*WHAT IS EXPECTED*:
Look through the entries below and return all lines including the word "child".

Extracted records:

-*-

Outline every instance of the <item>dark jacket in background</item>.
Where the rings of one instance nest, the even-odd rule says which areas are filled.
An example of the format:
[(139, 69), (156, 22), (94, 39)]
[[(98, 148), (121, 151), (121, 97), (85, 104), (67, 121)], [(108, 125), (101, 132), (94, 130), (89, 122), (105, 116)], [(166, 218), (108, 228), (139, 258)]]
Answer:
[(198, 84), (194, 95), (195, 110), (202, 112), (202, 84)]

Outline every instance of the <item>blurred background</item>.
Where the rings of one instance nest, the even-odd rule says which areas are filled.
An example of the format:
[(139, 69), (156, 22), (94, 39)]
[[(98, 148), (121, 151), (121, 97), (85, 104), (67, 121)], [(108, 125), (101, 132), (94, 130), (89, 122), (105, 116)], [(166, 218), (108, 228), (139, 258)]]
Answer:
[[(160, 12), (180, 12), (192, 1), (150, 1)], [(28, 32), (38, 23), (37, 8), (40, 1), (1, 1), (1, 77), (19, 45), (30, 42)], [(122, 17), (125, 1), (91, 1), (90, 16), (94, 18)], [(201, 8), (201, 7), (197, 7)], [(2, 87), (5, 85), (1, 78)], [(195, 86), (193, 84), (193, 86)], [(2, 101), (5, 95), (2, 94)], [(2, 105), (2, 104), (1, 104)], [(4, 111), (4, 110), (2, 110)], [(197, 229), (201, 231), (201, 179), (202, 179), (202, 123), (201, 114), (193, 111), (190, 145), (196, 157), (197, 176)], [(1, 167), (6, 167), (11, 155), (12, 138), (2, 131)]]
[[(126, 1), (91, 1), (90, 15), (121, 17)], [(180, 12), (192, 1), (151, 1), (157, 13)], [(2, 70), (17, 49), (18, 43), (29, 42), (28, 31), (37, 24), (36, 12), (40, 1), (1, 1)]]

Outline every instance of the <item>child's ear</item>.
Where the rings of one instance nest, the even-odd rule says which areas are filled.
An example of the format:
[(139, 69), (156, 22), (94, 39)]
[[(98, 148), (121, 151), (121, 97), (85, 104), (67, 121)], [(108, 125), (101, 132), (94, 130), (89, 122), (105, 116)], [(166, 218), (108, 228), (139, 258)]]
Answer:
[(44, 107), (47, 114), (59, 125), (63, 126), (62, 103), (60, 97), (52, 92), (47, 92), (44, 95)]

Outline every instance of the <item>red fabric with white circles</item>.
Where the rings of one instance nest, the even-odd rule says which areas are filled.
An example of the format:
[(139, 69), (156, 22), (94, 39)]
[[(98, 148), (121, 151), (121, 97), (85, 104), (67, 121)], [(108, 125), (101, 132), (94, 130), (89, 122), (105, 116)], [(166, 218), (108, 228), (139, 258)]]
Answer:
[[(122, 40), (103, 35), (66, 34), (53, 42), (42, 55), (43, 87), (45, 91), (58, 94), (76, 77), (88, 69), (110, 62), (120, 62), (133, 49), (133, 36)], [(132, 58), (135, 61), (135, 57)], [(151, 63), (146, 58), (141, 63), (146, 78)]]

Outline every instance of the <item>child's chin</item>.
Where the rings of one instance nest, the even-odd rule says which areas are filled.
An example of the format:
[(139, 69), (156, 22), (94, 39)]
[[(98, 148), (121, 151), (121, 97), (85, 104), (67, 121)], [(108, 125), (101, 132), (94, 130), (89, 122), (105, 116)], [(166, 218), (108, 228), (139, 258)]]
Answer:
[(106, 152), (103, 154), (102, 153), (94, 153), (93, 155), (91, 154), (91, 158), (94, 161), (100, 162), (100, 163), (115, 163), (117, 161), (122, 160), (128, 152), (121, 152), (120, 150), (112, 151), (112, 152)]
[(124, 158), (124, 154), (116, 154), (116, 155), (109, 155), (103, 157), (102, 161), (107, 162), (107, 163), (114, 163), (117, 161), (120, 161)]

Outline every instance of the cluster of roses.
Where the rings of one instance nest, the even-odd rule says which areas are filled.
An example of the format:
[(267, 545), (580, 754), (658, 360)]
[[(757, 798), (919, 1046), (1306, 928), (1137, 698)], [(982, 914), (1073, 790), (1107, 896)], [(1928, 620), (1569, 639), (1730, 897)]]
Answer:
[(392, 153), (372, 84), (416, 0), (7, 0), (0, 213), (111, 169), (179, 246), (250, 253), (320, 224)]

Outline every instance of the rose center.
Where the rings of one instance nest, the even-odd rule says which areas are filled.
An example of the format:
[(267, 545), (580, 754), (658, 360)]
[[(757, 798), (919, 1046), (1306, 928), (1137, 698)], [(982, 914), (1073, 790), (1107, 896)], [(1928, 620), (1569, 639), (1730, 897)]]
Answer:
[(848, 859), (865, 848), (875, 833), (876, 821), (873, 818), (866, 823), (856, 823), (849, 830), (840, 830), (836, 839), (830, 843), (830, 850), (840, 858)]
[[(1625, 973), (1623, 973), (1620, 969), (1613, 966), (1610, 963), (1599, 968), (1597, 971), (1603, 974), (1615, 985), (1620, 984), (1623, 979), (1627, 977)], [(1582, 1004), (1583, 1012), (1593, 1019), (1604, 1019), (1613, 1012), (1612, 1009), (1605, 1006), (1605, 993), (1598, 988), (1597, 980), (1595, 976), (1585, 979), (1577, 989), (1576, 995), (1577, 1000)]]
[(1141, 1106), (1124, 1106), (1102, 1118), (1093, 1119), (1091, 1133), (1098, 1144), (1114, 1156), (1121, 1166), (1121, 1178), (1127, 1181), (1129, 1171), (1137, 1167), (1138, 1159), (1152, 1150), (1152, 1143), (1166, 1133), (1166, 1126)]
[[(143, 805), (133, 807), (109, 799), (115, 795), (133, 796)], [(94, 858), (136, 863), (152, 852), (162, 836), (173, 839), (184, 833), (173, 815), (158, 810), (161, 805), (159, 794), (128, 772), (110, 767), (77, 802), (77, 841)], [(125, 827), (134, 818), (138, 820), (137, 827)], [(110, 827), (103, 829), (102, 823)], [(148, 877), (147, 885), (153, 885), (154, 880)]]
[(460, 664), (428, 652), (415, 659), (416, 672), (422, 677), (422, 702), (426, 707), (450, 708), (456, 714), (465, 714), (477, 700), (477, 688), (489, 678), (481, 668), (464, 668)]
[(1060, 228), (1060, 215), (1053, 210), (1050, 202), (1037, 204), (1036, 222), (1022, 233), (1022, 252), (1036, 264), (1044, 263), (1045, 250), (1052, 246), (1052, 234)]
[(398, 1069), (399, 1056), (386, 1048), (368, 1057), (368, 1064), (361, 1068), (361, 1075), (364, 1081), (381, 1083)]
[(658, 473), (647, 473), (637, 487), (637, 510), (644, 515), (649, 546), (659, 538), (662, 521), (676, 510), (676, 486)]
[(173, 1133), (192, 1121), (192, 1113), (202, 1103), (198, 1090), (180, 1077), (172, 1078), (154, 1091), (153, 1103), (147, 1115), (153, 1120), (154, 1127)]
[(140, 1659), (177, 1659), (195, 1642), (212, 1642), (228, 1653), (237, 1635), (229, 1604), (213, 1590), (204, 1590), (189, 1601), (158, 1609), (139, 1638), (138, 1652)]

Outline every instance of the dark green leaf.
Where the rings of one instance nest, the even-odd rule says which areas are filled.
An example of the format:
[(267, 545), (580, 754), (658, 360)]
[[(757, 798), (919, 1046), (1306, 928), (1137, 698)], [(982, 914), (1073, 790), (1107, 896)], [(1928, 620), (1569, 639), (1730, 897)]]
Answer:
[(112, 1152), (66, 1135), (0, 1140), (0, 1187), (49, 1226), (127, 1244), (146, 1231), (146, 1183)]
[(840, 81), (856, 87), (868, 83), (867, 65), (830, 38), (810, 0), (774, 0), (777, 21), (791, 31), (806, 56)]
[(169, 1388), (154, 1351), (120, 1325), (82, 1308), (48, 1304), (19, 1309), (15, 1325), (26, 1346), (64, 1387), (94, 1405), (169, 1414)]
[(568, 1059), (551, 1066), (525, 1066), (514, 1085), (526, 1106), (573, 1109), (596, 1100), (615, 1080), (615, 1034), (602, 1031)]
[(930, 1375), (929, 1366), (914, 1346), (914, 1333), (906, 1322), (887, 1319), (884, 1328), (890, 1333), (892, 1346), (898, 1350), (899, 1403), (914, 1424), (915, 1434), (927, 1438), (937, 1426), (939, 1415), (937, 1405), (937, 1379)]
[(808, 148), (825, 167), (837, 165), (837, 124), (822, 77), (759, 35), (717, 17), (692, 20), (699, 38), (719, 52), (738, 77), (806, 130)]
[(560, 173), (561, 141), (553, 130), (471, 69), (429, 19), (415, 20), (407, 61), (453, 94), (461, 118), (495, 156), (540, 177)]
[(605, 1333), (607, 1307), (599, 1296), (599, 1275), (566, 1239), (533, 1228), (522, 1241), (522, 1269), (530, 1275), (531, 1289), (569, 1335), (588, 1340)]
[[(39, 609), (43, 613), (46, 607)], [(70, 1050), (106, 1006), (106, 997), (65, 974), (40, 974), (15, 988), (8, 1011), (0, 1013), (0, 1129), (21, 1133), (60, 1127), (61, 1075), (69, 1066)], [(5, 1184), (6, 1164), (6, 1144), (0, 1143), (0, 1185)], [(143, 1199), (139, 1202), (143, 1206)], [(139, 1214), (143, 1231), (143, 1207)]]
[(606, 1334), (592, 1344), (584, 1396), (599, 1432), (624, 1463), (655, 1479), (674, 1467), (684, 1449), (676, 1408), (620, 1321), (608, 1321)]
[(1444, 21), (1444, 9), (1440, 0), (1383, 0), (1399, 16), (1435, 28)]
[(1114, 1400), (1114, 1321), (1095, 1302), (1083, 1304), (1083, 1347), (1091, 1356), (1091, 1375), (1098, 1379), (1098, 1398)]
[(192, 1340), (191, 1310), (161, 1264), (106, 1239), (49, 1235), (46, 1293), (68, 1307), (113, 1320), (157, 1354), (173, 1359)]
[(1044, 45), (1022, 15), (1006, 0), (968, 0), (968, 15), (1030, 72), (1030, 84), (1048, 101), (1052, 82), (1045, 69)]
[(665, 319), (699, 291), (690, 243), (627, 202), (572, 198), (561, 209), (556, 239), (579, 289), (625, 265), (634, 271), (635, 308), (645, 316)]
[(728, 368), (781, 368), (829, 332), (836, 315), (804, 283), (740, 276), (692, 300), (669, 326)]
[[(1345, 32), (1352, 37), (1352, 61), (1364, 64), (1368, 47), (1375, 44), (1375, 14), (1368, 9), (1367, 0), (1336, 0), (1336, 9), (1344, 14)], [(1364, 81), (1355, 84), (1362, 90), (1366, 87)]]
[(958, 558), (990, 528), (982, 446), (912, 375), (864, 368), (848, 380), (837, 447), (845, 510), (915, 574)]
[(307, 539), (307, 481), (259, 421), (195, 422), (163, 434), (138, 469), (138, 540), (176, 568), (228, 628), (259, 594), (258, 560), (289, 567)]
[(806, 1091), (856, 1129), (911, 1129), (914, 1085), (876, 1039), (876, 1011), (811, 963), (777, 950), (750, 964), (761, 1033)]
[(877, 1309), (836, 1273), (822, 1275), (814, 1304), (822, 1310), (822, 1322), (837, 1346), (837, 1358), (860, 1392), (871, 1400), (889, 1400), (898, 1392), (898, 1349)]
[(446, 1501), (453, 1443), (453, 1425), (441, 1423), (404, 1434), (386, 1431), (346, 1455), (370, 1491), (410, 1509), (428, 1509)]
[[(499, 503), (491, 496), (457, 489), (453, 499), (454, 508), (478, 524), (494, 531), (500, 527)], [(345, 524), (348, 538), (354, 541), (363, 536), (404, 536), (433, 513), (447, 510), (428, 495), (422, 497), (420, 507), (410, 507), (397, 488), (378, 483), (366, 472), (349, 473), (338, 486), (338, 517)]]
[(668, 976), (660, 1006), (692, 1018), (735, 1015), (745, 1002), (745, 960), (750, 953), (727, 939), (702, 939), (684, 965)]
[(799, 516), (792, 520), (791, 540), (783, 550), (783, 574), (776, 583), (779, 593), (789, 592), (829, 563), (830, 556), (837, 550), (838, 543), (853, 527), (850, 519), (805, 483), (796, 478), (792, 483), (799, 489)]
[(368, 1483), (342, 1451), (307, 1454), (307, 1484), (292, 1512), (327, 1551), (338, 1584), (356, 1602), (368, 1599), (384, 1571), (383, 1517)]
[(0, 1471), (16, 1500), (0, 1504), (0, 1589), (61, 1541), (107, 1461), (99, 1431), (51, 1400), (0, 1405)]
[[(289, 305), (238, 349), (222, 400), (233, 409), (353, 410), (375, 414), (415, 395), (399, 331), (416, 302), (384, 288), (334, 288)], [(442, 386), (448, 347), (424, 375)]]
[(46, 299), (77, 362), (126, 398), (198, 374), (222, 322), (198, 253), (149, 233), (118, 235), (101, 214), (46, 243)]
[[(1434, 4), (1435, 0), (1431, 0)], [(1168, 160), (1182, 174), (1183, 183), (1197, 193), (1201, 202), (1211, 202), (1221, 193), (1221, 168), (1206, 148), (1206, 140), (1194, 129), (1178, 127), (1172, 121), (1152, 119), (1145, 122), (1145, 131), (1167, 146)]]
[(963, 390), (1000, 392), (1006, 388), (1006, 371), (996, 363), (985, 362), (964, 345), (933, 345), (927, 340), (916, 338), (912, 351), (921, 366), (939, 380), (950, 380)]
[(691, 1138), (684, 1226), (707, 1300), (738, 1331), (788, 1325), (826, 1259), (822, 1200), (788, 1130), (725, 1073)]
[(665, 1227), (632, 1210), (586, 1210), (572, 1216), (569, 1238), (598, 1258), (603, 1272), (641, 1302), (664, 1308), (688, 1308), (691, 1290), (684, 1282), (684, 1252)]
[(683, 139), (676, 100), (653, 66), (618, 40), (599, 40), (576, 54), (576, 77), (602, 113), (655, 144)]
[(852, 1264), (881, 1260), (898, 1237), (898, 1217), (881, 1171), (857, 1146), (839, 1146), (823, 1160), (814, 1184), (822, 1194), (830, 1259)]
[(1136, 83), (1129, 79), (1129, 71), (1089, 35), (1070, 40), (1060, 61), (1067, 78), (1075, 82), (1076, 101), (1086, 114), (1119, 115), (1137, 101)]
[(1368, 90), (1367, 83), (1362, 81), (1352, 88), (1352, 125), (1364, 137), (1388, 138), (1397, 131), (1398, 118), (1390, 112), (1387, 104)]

-*-

*TASK SOLUTION*:
Outline every instance of the <item>child's ear</item>.
Outline every instance of the <item>child's chin</item>.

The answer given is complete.